▶ **Exercise**
Copy every entry below, exactly and in full.

--- Source material ---

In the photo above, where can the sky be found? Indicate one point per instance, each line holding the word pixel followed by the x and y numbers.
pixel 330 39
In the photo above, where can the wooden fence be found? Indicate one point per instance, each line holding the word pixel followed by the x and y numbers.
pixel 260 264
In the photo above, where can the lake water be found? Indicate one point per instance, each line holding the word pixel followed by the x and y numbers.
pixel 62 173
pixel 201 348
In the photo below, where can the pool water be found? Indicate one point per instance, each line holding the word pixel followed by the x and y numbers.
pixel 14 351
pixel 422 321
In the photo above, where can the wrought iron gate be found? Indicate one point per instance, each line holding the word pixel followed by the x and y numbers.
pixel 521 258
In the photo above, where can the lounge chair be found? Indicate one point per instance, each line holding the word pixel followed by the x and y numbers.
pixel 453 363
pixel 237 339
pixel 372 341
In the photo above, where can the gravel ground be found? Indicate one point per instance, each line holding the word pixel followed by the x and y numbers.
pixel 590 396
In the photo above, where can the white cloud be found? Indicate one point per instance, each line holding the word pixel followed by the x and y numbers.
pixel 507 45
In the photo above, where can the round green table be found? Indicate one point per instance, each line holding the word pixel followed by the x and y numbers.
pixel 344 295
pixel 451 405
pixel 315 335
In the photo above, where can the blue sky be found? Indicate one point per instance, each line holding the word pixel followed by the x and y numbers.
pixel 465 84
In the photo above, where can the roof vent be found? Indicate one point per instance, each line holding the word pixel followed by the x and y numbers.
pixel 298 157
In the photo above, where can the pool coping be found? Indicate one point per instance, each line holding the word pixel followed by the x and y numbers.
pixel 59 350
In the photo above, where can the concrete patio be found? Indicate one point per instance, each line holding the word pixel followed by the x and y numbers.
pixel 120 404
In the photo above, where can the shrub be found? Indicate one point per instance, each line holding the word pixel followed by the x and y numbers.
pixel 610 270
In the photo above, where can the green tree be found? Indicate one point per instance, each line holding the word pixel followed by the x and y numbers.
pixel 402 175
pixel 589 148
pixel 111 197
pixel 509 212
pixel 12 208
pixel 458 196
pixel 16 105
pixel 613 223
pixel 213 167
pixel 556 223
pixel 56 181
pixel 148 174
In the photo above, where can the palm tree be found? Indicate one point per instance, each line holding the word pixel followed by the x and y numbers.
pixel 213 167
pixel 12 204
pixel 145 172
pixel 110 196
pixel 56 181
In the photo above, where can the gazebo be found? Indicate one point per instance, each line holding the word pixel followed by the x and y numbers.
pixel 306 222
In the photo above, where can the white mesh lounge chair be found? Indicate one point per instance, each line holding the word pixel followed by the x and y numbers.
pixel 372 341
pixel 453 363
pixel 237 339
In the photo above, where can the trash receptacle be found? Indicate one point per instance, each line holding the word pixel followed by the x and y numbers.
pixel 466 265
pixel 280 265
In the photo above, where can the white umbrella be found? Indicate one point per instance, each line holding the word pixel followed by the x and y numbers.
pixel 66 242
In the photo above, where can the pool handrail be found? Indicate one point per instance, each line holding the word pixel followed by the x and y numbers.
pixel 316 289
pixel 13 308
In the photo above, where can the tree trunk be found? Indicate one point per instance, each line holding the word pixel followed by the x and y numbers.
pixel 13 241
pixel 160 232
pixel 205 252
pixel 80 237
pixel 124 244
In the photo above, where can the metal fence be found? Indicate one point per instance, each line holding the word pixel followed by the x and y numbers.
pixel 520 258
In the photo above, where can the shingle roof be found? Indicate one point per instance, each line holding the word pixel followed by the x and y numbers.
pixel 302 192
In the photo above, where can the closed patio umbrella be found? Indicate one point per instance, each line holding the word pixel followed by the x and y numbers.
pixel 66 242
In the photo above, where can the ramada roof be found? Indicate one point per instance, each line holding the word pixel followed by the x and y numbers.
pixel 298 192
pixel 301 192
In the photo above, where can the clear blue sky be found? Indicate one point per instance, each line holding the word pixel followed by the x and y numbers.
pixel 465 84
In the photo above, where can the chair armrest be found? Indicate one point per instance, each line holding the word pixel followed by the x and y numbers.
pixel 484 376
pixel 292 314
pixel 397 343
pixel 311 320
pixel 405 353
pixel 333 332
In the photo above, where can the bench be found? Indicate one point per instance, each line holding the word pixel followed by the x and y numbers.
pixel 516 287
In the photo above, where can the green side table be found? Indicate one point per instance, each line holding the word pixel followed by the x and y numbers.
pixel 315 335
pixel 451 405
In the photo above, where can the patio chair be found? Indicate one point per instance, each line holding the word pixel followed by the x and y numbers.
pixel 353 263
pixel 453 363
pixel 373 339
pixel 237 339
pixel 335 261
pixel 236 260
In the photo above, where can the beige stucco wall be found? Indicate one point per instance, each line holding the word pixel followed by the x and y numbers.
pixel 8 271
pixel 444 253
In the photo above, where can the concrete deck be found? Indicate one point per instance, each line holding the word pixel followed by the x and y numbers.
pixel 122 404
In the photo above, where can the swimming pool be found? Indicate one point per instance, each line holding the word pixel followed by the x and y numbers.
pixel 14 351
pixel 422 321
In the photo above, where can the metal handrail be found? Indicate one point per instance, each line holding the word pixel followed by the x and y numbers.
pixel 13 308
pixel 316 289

---

▶ **Answer to this problem**
In the photo above, where can the sky be found? Indicate one point per instance, each line holding the word pixel followed by the x and y numbers.
pixel 330 39
In the photo above, where can the wooden fence be found? Indicate one point per instance, each line holding the word pixel followed by the x and y numbers.
pixel 260 264
In the photo above, where can the lake water be found? Indicate one point per instance, each line holding the word pixel followed by the x and y numbers.
pixel 62 173
pixel 201 348
In the photo below, where can the pool water be found? Indicate one point per instance, each line holding the word pixel followed by the x and y numbers.
pixel 14 351
pixel 422 321
In the photo above, where can the wrought iron gate be found? Indicate one point per instance, each line holding the word pixel followed by the x and y numbers.
pixel 521 258
In the photo above, where can the lounge chair be found? Indicate one point per instance, each line holding the word pixel followed by the x and y numbers.
pixel 453 363
pixel 237 339
pixel 372 341
In the photo above, where can the gravel ground be found? Indicate one point per instance, each line holding the word pixel followed by the x and y numbers.
pixel 590 396
In the photo above, where can the white cloud be found? Indicate one point per instance, each line holding the word pixel followed by the x and y numbers.
pixel 507 45
In the photo above, where can the round green table be found? Indicate one point per instance, each line holding the word pixel followed by the x and y numbers.
pixel 344 295
pixel 451 405
pixel 315 335
In the photo above, where can the blue sky be found? Indicate one point per instance, each line holding the word pixel followed by the x and y numbers.
pixel 465 84
In the photo above, where can the roof vent be found? Indicate one point per instance, each line holding the word pixel followed by the x and y numbers.
pixel 298 157
In the photo above, where can the pool coping be found? Indicate one point per instance, each line holding the word pixel followed by the x and y numbers.
pixel 59 350
In the photo above, where can the concrete patio be found? Indicate one point per instance, each line holding the word pixel followed by the x and y numbers.
pixel 120 404
In the photo above, where can the shrub be found? Indicate one point per instance, each line holding the word pixel followed by the x and y numbers.
pixel 610 270
In the photo above, where can the green tree be found? Indicate one point per instance, each line holding the word pixel followed by the x and y numbers.
pixel 402 175
pixel 589 148
pixel 111 197
pixel 509 212
pixel 12 208
pixel 458 196
pixel 16 105
pixel 613 223
pixel 213 167
pixel 556 223
pixel 56 181
pixel 148 174
In the photo above, where can the palm tree be found? Indicate one point per instance, each line holding the word pixel followed by the x and y numbers.
pixel 213 167
pixel 12 204
pixel 145 172
pixel 110 196
pixel 56 181
In the photo above, where can the gazebo be found? Indicate one point per instance, each line holding the word pixel followed by the x and y numbers.
pixel 306 222
In the photo above, where can the white mesh lounge chair be found? Indicate one point per instance, each line holding the word pixel followed by the x and y numbers.
pixel 372 341
pixel 453 363
pixel 237 339
In the photo above, where can the trash receptacle be found? Indicate one point per instance, each line holding the word pixel followed by the x and y numbers.
pixel 466 265
pixel 280 265
In the photo above, where can the white umbrella be found? Indicate one point per instance, each line holding the word pixel followed by the x and y numbers.
pixel 66 242
In the photo above, where can the pool handrail be found? Indicate one point per instance, each line holding the word pixel followed by the x and y numbers.
pixel 316 289
pixel 13 308
In the photo above, where can the tree trunk be found? Indicate one point per instance, each line holding the word pixel followed by the x and y numbers.
pixel 13 241
pixel 160 232
pixel 205 252
pixel 80 237
pixel 124 244
In the photo above, where can the metal fence be found? Indicate one point per instance, each line holding the word pixel followed by the x and y numbers.
pixel 520 258
In the photo above, where can the shingle roof be found? Indicate one point per instance, each line holding the word pixel followed by the x and y numbers.
pixel 302 192
In the photo above, where can the closed patio umbrella be found? Indicate one point per instance, each line holding the word pixel followed by the x and y numbers.
pixel 66 242
In the photo above, where can the ramada roof be found? Indicate one point per instance, each line holding the word pixel followed by the x and y numbers.
pixel 298 192
pixel 301 192
In the photo above, where can the clear blue sky be found? Indicate one point per instance, each line holding the word pixel followed by the x and y numbers.
pixel 465 84
In the photo above, where can the chair armrest be found? Indicate one point per instance, each line holding the word pixel followed by the x and y numbers.
pixel 484 376
pixel 292 314
pixel 397 343
pixel 311 320
pixel 405 353
pixel 333 332
In the photo above, where can the bench be found? Indicate one point per instance, each line holding the word pixel followed by the x and y numbers.
pixel 516 287
In the photo above, where can the green side table be found? Indicate one point per instance, each line holding the word pixel followed by the x and y numbers.
pixel 315 335
pixel 451 405
In the photo above, where can the patio chair be found? Indicate one point per instance, each line holding the word pixel followed by the x and y numbers.
pixel 353 263
pixel 453 363
pixel 373 339
pixel 237 339
pixel 335 261
pixel 236 260
In the photo above, where can the beige stucco wall be found? Indicate one point per instance, each line holding the word pixel followed by the x and y numbers.
pixel 8 271
pixel 444 253
In the photo above, where can the concrete deck be found? Indicate one point per instance, each line holding the word pixel followed by the x and y numbers.
pixel 122 404
In the photo above, where can the swimming pool be found? Indicate one point per instance, each line holding the word pixel followed by the x and y numbers.
pixel 14 351
pixel 422 321
In the photo above, where can the metal handrail be found? Indicate one point per instance, each line holding the word pixel followed by the x and y numbers.
pixel 13 308
pixel 316 289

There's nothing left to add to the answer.